__Prompt__
All lines in the data bearing the string "below" should be identified and copied.

__Data__

+ + +

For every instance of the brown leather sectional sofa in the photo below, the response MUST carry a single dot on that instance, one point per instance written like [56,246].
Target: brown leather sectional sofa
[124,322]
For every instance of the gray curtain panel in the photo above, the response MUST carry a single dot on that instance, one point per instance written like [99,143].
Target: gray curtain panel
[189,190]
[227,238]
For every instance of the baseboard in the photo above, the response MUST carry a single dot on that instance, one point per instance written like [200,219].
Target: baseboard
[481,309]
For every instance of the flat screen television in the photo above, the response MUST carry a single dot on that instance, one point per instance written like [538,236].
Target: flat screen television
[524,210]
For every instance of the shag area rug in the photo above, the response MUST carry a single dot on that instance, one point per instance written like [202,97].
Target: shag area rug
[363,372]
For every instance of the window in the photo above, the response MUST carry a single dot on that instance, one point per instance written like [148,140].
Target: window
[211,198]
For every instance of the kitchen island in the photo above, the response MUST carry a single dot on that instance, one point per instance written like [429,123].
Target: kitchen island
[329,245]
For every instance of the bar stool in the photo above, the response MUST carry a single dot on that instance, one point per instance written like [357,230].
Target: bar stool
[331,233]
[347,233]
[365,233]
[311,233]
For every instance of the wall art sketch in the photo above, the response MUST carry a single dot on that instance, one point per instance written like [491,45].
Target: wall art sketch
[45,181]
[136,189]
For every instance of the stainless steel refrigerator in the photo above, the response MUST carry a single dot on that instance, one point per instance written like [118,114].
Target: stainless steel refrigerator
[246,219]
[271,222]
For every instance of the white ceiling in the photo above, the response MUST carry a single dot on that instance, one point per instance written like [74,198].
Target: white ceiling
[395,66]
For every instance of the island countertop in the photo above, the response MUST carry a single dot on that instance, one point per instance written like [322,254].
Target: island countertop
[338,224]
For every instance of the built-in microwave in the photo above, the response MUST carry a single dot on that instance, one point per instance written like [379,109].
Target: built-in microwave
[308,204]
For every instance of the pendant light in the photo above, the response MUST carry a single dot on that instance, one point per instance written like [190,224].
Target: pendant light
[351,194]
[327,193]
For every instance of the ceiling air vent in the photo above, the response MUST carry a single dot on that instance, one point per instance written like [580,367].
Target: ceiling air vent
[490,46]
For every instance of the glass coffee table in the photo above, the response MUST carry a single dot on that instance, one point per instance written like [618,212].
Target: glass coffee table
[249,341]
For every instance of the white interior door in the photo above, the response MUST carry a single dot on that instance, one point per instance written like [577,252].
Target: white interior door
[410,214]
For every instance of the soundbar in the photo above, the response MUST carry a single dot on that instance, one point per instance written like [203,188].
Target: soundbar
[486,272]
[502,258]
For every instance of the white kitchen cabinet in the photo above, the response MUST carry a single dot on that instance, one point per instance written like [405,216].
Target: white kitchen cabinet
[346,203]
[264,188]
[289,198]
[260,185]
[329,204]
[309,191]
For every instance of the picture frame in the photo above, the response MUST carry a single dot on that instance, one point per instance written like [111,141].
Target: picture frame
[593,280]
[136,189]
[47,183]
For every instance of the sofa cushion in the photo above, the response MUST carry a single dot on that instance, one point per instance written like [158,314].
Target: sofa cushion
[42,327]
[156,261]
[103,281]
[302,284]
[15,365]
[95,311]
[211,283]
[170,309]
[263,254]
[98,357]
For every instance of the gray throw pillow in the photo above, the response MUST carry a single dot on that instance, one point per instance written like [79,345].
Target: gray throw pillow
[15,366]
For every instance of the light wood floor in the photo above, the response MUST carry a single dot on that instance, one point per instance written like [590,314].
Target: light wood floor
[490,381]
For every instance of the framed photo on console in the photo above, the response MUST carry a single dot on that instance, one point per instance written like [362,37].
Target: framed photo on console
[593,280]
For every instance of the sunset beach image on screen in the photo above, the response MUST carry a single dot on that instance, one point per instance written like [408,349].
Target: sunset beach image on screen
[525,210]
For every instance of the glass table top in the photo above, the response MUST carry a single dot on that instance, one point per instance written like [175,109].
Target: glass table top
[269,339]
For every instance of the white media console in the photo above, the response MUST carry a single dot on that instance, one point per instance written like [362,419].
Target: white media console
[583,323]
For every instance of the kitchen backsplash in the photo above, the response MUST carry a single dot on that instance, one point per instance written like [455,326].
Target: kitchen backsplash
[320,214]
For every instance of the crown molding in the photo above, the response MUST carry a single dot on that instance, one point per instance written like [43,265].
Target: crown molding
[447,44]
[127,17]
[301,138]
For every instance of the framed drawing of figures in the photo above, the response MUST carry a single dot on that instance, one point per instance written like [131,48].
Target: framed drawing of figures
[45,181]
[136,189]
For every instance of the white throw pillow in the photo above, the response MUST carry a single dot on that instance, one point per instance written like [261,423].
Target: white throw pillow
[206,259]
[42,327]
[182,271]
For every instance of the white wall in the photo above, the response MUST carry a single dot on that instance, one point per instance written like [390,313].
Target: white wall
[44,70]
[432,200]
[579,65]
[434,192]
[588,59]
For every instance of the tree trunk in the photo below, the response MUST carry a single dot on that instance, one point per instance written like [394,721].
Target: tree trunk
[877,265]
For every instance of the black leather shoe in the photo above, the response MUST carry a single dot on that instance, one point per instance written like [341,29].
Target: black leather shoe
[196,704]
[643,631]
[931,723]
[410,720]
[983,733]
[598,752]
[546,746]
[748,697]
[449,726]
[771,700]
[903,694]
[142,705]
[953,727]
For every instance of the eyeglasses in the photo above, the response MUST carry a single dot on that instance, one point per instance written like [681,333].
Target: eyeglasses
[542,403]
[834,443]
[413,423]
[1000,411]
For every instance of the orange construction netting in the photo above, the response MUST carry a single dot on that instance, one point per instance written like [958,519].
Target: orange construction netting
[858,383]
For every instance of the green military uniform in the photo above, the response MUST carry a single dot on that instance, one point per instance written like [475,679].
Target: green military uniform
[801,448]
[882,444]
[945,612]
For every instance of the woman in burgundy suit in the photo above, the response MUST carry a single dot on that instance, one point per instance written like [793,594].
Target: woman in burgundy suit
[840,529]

+ + +

__Output of the exercise__
For every instance of the brown leather sectional sofa in the photo below, the response MUST carry a single dot on that instance, one point per instance written like [56,246].
For every instance of the tree trunk in the photo below, the response MUST carry a single dot on that instance, one point per instance written like [394,721].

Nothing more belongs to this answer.